- _YOUR ASSIGNMENT_
Print the listing below again, exactly. Skip the pictures.

- _INPUT_

---

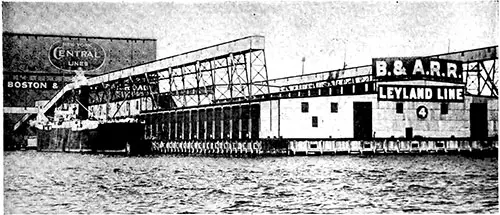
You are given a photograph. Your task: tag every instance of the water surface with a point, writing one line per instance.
(39, 182)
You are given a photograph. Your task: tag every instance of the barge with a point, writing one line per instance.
(92, 137)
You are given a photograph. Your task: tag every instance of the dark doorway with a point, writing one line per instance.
(478, 120)
(362, 120)
(409, 132)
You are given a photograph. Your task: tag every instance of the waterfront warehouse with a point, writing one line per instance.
(37, 66)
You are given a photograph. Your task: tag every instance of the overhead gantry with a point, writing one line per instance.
(234, 70)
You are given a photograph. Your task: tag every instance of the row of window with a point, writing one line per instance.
(444, 108)
(334, 107)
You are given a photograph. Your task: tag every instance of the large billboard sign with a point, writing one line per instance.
(420, 93)
(38, 85)
(417, 68)
(76, 55)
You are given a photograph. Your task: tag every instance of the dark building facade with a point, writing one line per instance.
(37, 66)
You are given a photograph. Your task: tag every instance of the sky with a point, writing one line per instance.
(321, 31)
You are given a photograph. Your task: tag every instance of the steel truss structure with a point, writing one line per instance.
(480, 68)
(215, 74)
(236, 71)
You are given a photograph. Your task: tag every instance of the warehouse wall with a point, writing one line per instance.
(296, 124)
(386, 122)
(26, 61)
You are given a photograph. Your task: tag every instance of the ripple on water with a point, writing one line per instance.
(73, 183)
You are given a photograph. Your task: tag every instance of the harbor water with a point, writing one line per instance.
(38, 182)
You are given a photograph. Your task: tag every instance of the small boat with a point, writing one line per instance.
(94, 136)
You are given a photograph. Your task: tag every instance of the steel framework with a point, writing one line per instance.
(215, 74)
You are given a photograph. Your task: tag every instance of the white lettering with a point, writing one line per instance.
(413, 94)
(398, 68)
(435, 68)
(452, 70)
(460, 94)
(418, 68)
(381, 68)
(381, 93)
(397, 91)
(428, 93)
(420, 93)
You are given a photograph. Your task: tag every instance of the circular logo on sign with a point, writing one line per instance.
(422, 112)
(76, 55)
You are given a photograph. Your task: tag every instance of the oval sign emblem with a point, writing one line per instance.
(422, 112)
(76, 55)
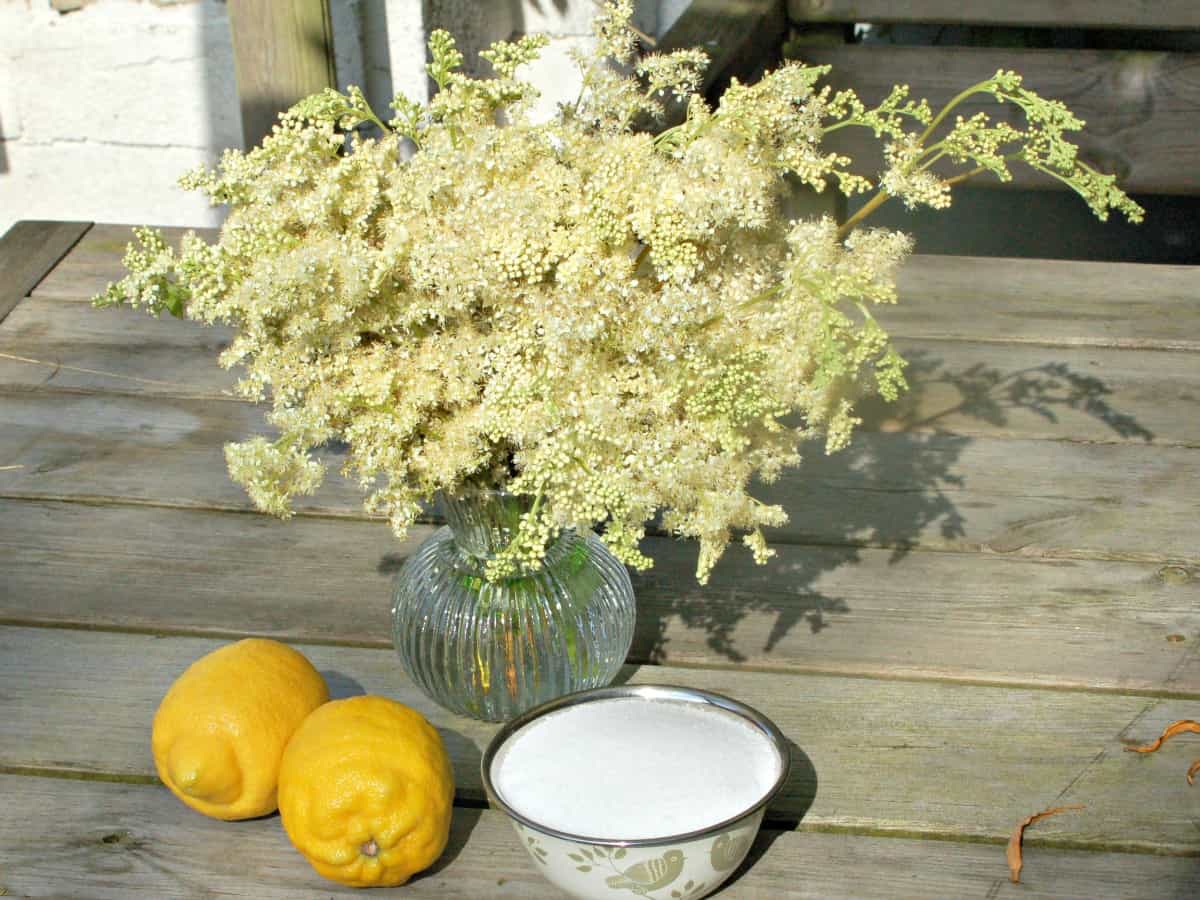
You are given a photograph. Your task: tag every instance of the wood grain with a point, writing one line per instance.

---

- _RESULT FOR THIS EXERCISE_
You are given a photograph. Your task: tag every instance of the water surface with a point, writing one line per instance.
(39, 182)
You are given a photograph. Your task: tag every instance of the barge with a point, writing one line per instance.
(92, 137)
You are given a photograph. Your task: tag every instance of the dark doorway with a point, writing one line per instance.
(478, 120)
(362, 120)
(409, 132)
You are given a photograph. Your task: tag every instance of the waterfront warehouse with a point, writing one line per instance.
(37, 66)
You are given a photograph. Your task: tag every instance of the overhead gantry with a point, writing one line per instance.
(234, 70)
You are given a photograph. Your task: tag every instance of the row of window with a point, writing one line per instance.
(444, 108)
(334, 107)
You are given a photograph. Your task: tag every instance of the large billboard sign with a point, writing one line per instance.
(420, 93)
(38, 85)
(417, 68)
(76, 55)
You are given a photograph. Your task: tag every instance of the dark building facade with a point, writing one line per instance.
(37, 66)
You are given a photograph. Your task: tag every instance of the sky with a point, writing one line per instance.
(321, 31)
You are given a photograph. Your task: tag every instance of the steel truss structure with a point, writing one line per instance.
(480, 68)
(215, 74)
(236, 71)
You are given a photograph. Your task: tag every instance of the warehouse wall with a point, writing one line per instance.
(296, 124)
(386, 122)
(26, 61)
You are given a photograph. Your task: tag every instance of the ripple on water with a point, writing one line per instance.
(73, 183)
You are given a photograph. Your task: tag every instance of the harbor water with a point, writing one line per instance.
(38, 182)
You are given a photograph. Your task: tag every instance of the small boat with a point, writing one line per instance.
(94, 136)
You are given a photograph. Your task: tag every instance of the steel framework with a point, writing one line per instance.
(215, 74)
You are given a photograph. Your task: tag every instance of the white lettering with a point, writing one line per instance.
(413, 94)
(398, 68)
(435, 68)
(452, 70)
(460, 94)
(418, 68)
(381, 68)
(381, 93)
(397, 91)
(428, 93)
(420, 93)
You are given a photograph. Your task: tag every instance of the circular logo on sign with a point, writing one line per instance.
(422, 112)
(76, 55)
You are given a photograph. Your task: tag every instance of the oval sign emblem with a point, writing one line per instance.
(422, 112)
(76, 55)
You are given a photograph. Your task: tag every instance of the wood grain with a point, writing one line per instance.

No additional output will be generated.